▸ Provided passage
- - - - -
When describing how much memory a pixel takes, one can use units of bits or bytes per pixel. Both can be abbreviated as "bpp", so be careful which one it is and favour more explicit names in code. Also bits per channel is used sometimes, and channels can have a different number of bits per pixel each. For example, rgb565 format is 16 bits per pixel, 2 bytes per pixel, 5 bits per R and B channels, and 6 bits per G channel.

A pixel in memory

Pixels do not come in arbitrary sizes. A pixel is usually 32 or 16 bits, or 8 or even 1 bit. 32 and 16 bit quantities are easy and efficient to process on 32 and 64 bit CPUs. Your usual RGB-image with 8 bits per channel is most likely in memory with 32 bit pixels, the extra 8 bits per pixel are simply unused (often marked with X in pixel format names). True 24 bits per pixel formats are rarely used in memory because trading some memory for simpler and more efficient code or circuitry is almost always a net win in image processing. The term "depth" is often used to describe how many significant bits a pixel uses, to distinguish from how many bits or bytes it occupies in memory. The usual RGB-image therefore has 32 bits per pixel and a depth of 24 bits.

How channels are packed in a pixel is specified by the pixel format. There are dozens of pixel formats. When decoding a pixel format, you first have to understand if it is referring to an array of bytes (particularly used when each channel is 8 bits) or bits in a unit. A 32 bits per pixel format has a unit of 32 bits, that is uint32_t in C parlance, for instance.

The difference between an array of bytes and bits in a unit is the CPU architecture endianess. If you have two pixel formats, one written in array of bytes form and one written in bits in a unit form, and they are equivalent on big-endian architecture, then they will not be equivalent on little-endian architecture. And vice versa. This is important to remember when you are mapping one set of pixel formats to another, between OpenGL and anything else, for instance. Figure 1 shows three different pixel format definitions that produce identical binary data in memory.
- - - - -
▸ Object position labeling entries
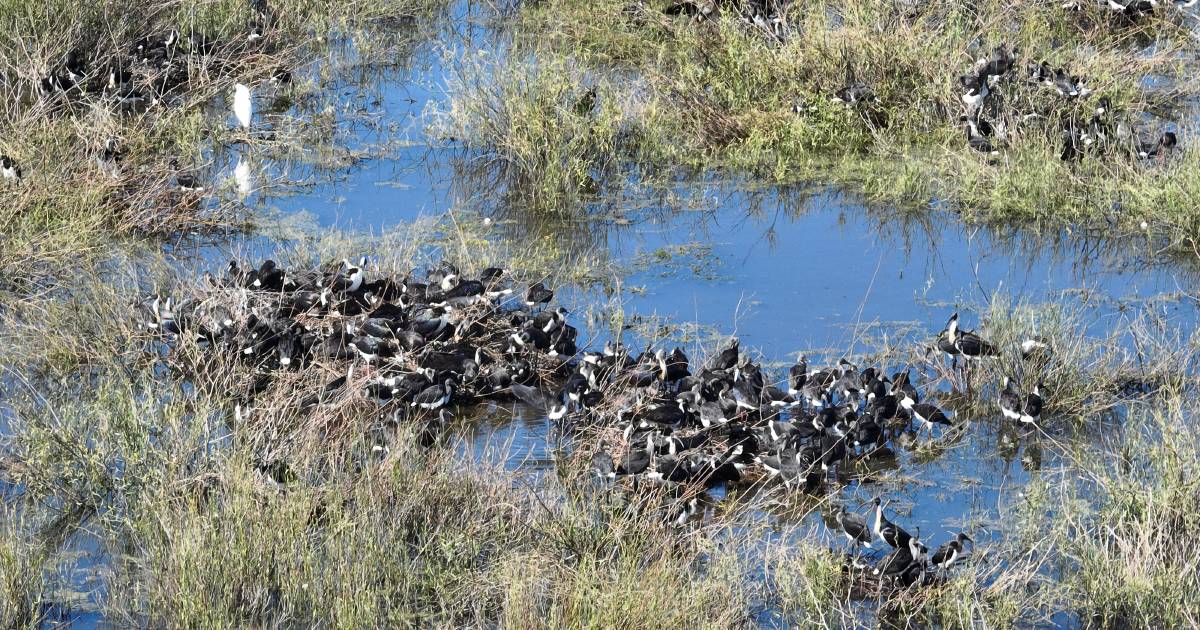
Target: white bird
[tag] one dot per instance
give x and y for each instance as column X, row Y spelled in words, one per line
column 243, row 108
column 241, row 175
- - - - -
▸ What is needed
Continue the passage on how pixels are stored in memory, picking up right after its final sentence.

▸ Task result
Figure 1. Three equivalent pixel formats with 8 bits for each channel. The writing convention here is to list channels from highest to lowest bits in a unit. That is, abgr8888 has r in bits 0-7, g in bits 8-15, etc.

It is also possible, though extremely rare, that architecture endianess also affects the order of bits in a byte. Pixman, undoubtedly inheriting it from X11 pixel format definitions, is the only place where I have seen that.

An image in memory

The usual way to store an image in memory is to store its pixels one by one, row by row. The origin of the coordinates is chosen to be the top-left corner, so that the leftmost pixel of the topmost row has coordinates 0,0. First there are all the pixels of the first row, then the second row, and so on, including the last row. A two-dimensional image has been laid out as a one-dimensional array of pixels in memory. This is shown in Figure 2.

Image layout in memory.
Figure 2. The usual layout of pixels of an image in memory.
There are not only the width×height number of pixels, but each row also has some padding. The padding area is not used for storing anything, it only aligns the length of the row. Having padding requires a new concept: image stride.

Padding is often necessary due to hardware reasons. The more specialized and efficient hardware for pixel manipulation, the more likely it is that it has specific requirements on the row start and length alignment. For example, Pixman and therefore also Cairo (image backend particularly) require that rows are aligned to 4 byte boundaries. This makes it easier to write efficient image manipulations using vectorized or other instructions that may even process multiple pixels at the same time.

Stride or pitch

Image width is practically always measured in pixels. Stride on the other hand is related to memory addresses and therefore it is often given in bytes. Pitch is another name for the same concept as stride, but can be in different units.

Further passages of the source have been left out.